>> begin

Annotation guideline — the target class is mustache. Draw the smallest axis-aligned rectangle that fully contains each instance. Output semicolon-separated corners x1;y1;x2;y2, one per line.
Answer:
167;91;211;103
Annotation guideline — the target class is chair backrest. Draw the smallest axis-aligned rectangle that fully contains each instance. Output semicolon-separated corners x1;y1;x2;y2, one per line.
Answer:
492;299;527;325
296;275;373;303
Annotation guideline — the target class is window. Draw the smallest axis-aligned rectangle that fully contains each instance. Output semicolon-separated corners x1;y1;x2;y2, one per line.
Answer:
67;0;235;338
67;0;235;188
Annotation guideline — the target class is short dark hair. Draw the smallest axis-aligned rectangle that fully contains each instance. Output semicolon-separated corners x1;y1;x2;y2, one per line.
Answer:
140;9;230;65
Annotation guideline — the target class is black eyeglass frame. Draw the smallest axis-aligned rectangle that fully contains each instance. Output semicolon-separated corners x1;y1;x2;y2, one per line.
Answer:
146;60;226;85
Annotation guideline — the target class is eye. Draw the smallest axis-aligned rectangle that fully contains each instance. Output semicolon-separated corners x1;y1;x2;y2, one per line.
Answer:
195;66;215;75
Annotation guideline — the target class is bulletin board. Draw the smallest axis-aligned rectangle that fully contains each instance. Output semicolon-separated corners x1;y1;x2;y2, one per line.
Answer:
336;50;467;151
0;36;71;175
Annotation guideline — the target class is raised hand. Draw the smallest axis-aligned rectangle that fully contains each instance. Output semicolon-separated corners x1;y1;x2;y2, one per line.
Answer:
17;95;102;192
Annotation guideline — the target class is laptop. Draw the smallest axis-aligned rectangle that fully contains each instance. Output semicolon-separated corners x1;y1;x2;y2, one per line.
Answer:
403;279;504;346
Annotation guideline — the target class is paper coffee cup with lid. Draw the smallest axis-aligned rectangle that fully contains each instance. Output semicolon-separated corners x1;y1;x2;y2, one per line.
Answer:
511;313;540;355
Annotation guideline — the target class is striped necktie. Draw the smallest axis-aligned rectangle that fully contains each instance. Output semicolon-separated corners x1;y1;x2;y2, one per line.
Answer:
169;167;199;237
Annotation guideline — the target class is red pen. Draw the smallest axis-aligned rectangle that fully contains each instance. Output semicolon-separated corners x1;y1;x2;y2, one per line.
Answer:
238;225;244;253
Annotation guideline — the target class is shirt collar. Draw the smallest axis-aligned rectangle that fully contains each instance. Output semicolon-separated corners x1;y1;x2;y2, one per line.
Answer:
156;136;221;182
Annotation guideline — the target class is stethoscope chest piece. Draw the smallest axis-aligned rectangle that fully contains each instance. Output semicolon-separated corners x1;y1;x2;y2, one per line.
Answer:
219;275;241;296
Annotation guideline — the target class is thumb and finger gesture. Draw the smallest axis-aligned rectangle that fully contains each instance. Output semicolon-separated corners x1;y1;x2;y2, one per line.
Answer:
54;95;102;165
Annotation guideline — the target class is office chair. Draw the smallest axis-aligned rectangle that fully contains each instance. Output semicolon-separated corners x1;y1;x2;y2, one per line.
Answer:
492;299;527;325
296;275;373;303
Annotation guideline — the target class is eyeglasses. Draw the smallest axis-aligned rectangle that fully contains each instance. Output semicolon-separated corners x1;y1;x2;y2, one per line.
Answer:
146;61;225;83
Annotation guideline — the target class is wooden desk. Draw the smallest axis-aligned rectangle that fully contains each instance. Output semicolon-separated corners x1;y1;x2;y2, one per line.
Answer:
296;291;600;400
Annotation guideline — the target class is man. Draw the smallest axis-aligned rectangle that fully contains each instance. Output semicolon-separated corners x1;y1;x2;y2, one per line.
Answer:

>> end

- _Task requirements_
Return verbatim the lines starting at the one containing "Annotation guideline — the target class is eyeglasses." and ending with the last line of the items.

- _Task solution_
Annotation guideline — the target class is eyeglasses. Draw the smallest axis-aligned rectangle that fully contains each instance. Output semicolon-separated corners x1;y1;x2;y2, one per line.
Answer:
146;61;225;83
Annotation guideline — the target class is wooden desk. Draw the smallest axis-aligned rectangle that fully contains each instance. Output semicolon-separated corners x1;y1;x2;y2, one per line.
Answer:
296;291;600;400
Annotation guideline — the target class is man. Draw the smallest axis-aligned rectangle that fully contains each instance. Output semicolon-separated corners x1;y1;x2;y2, one per line.
Answer:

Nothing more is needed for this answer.